__Challenges__
1. Duplicate the passage of the reverse pairs problem below, starting with "Given an integer" and going on through "and $nums[i] > 2 \cdot nums[j]$ .".
2. List every step given under "Thought Process" in the reverse pairs problem below.

__Source extract__
----------
Given an integer array nums, return the number of reverse pairs in the array. A reverse pair is a pair $(i, j)$ such that $0 \leq i < j < nums.length$ and $nums[i] > 2 \cdot nums[j]$ .

Hard

Examples

Input: nums = [1,3,2,3,1]
Output: 2

Input: nums = [2,4,3,5,1]
Output: 3

Approach 1

Level I: Brute Force (Nested Loops)

Intuition

Check every possible pair $(i, j)$ where $i < j$ . If the condition $nums[i] > 2 \cdot nums[j]$ is met, increment the counter.

Thought Process

Use a nested loop $i \in [0, n-1], j \in [i+1, n-1]$ .
Check if $nums[i] > 2 \cdot nums[j]$ .
Return count.

Pattern: All-Pairs Comparison

⏱ O(N^2) - Quadratic complexity.💾 O(1) - No extra space.
----------
__Information shown__
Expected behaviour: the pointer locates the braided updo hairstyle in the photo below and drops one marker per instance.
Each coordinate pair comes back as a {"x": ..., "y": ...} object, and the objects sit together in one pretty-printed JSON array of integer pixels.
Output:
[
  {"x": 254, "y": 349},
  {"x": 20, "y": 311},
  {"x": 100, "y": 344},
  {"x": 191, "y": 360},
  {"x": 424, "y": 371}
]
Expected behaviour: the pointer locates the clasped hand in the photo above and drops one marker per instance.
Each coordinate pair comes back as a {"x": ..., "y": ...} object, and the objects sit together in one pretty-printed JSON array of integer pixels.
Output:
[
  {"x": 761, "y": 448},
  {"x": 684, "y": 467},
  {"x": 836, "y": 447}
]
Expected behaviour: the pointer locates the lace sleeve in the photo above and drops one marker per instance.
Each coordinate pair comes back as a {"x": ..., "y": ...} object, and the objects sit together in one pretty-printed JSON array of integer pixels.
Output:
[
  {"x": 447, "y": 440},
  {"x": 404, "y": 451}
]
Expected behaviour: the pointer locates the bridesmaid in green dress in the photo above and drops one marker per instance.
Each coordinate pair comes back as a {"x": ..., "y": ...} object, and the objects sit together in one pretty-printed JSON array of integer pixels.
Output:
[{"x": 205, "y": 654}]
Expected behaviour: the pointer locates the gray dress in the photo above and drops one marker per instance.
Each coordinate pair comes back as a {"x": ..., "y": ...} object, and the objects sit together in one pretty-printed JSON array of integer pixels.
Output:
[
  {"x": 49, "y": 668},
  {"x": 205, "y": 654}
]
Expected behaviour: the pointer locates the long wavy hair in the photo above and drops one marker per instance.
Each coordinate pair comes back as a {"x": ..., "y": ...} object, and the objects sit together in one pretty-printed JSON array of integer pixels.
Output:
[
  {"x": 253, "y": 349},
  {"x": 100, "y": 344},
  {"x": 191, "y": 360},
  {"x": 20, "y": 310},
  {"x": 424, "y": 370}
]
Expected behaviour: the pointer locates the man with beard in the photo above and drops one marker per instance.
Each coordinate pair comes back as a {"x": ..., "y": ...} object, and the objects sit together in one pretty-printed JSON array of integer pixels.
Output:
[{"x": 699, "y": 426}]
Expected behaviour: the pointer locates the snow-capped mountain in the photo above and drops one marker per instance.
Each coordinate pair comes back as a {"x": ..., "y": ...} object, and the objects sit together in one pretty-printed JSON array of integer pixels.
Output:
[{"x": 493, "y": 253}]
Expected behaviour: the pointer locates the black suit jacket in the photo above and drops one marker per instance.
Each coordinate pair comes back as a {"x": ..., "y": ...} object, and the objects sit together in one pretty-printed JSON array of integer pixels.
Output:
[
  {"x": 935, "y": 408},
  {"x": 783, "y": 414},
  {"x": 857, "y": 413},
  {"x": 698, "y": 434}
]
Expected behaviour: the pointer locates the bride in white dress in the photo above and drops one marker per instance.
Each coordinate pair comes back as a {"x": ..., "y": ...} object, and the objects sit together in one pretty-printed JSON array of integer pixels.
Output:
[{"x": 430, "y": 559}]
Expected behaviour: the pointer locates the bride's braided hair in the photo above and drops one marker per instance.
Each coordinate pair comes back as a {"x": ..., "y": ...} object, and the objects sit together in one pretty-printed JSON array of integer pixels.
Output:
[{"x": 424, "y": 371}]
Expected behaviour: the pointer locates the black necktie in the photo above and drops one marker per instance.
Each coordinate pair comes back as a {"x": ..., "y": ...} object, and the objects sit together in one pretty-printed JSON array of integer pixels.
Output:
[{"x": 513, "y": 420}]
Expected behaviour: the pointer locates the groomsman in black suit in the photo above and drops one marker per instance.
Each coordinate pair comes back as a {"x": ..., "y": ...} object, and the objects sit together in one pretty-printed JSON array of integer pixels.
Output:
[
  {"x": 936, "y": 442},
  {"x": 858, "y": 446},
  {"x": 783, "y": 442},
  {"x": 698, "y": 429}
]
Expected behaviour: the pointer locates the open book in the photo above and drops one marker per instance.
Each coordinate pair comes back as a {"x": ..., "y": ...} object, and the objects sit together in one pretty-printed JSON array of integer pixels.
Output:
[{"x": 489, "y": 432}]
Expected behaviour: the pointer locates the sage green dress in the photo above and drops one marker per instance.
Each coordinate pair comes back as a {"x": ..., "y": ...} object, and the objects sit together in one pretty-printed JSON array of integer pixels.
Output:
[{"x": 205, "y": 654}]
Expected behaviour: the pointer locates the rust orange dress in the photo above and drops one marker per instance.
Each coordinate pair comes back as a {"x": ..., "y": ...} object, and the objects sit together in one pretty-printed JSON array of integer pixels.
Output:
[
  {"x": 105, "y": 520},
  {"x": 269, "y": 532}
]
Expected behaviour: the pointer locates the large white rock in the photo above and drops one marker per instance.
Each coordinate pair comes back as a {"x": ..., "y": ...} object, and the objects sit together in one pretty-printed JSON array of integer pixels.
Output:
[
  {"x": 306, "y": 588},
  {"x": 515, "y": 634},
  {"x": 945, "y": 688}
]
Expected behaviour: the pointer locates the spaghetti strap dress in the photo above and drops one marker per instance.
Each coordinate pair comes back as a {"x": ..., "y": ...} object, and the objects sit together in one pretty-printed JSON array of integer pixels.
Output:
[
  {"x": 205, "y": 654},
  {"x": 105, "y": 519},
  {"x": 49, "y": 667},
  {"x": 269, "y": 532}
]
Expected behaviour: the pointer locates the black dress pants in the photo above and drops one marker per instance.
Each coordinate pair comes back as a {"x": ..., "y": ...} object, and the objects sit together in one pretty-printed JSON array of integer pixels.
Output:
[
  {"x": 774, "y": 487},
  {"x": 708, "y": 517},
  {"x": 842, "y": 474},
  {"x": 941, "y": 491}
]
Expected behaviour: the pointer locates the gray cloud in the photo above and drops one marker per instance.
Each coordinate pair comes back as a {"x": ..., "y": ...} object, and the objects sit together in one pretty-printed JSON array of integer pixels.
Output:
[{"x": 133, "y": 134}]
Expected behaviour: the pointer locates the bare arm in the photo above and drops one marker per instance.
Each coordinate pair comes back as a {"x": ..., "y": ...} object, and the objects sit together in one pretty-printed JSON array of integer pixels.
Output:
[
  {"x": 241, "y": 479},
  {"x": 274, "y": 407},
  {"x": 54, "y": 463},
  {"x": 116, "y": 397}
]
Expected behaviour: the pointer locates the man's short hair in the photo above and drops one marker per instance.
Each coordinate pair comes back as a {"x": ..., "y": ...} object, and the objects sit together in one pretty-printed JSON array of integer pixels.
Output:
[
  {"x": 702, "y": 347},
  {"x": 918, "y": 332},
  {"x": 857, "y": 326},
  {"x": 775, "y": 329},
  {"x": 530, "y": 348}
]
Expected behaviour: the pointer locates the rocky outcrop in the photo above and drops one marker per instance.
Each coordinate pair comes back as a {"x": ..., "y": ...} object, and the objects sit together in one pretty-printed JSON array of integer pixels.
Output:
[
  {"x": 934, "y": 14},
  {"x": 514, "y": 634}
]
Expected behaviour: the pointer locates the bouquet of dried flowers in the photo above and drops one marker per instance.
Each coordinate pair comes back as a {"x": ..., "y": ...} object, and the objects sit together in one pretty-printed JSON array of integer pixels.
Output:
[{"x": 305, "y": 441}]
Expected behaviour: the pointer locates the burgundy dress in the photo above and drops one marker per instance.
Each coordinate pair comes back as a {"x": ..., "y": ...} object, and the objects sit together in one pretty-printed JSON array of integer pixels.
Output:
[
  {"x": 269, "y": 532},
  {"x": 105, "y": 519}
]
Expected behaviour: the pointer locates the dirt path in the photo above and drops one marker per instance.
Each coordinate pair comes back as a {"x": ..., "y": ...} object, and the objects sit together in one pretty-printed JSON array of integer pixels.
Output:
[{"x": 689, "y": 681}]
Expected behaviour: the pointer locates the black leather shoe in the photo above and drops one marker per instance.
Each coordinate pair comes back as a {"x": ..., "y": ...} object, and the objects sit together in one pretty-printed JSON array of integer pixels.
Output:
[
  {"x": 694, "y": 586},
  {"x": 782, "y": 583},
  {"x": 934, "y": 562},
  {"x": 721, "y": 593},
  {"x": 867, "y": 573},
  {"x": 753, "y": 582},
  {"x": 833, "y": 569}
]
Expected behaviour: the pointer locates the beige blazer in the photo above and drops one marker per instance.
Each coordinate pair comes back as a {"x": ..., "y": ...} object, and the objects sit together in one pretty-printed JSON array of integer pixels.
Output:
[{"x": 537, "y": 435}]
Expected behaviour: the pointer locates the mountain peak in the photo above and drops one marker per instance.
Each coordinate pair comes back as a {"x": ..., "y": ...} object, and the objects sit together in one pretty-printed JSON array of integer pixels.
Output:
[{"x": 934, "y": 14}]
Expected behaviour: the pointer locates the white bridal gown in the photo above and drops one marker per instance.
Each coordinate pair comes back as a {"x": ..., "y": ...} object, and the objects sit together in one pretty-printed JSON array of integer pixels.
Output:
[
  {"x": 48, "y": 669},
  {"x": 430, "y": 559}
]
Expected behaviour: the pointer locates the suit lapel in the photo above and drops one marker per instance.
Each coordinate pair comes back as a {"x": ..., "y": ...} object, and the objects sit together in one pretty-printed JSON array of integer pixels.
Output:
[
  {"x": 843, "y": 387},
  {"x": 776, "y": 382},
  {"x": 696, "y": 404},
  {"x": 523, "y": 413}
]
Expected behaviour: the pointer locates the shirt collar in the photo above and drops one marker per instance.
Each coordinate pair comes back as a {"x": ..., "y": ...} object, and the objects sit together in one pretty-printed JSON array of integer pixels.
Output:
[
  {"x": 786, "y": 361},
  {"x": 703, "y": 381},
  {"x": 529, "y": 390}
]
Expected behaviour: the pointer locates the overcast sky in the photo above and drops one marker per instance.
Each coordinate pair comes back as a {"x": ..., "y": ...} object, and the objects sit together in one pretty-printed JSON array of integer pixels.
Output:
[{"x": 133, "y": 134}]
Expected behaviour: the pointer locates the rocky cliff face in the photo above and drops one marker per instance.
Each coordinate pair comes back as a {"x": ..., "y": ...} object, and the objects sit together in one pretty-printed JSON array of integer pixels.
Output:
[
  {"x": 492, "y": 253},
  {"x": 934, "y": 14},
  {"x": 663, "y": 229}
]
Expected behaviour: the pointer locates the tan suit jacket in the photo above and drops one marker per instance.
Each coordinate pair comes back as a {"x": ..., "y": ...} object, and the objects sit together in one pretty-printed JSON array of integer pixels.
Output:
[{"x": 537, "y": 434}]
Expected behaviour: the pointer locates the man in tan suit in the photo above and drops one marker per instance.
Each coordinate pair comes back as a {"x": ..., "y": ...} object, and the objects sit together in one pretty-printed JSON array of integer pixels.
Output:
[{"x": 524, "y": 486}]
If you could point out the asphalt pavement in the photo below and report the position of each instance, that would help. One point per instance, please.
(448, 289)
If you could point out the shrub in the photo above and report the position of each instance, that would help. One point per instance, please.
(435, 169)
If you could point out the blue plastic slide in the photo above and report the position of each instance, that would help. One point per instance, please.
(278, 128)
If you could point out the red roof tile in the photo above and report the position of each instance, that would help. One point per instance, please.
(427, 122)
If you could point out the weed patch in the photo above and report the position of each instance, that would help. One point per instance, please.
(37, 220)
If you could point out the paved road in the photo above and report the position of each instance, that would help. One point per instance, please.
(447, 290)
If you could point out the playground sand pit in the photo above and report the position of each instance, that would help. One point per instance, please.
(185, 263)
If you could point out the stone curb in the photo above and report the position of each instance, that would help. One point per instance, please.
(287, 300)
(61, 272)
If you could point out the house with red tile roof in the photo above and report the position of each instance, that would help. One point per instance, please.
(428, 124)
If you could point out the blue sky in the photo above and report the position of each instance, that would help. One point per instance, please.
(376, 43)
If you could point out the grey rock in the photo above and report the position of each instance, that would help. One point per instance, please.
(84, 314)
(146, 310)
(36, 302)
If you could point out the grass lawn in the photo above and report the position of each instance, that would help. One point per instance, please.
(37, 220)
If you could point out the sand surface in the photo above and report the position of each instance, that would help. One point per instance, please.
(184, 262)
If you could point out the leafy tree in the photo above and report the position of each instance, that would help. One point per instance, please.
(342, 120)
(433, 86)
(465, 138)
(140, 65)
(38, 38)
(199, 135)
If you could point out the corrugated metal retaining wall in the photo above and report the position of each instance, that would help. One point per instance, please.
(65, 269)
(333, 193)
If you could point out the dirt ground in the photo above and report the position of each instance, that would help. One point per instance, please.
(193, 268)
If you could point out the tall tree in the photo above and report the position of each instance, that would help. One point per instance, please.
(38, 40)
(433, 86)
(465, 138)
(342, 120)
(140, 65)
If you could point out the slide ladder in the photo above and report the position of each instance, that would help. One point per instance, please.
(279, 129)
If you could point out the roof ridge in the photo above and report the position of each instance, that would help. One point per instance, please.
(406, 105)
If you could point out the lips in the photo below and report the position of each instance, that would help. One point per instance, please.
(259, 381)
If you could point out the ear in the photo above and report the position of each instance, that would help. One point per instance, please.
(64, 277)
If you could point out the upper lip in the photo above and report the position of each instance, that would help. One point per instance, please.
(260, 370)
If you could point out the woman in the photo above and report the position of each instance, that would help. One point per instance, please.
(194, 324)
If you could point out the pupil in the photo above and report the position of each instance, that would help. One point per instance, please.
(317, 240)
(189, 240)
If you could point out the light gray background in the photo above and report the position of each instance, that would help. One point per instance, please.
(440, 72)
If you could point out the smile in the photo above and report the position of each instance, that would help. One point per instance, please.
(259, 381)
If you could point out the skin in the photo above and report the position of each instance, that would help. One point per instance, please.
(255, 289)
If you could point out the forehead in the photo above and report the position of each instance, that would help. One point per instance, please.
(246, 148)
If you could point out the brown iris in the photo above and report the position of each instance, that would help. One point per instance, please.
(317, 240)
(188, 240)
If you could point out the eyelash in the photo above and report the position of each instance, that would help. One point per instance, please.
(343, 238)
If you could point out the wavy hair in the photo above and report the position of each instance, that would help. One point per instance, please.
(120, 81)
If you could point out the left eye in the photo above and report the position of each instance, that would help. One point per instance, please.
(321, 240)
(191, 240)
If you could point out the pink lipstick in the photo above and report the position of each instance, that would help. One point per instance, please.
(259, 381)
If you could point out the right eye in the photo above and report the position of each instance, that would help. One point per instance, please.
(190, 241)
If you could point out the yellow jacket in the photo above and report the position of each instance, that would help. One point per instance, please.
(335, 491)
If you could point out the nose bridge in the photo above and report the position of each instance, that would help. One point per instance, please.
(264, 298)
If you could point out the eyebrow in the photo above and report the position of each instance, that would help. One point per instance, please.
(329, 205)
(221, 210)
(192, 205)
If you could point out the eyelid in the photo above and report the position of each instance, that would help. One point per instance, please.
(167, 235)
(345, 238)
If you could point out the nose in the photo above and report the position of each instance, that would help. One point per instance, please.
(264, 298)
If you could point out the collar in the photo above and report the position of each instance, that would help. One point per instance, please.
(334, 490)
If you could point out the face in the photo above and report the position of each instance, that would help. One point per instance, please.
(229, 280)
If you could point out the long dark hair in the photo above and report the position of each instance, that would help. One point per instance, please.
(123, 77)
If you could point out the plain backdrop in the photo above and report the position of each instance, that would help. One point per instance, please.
----------
__Per-task outputs__
1.
Given an integer array nums, return the number of reverse pairs in the array. A reverse pair is a pair $(i, j)$ such that $0 \leq i < j < nums.length$ and $nums[i] > 2 \cdot nums[j]$ .

2.
- Use a nested loop i ∈ [0, n-1], j ∈ [i+1, n-1].
- Check if nums[i] > 2 · nums[j].
- Return count.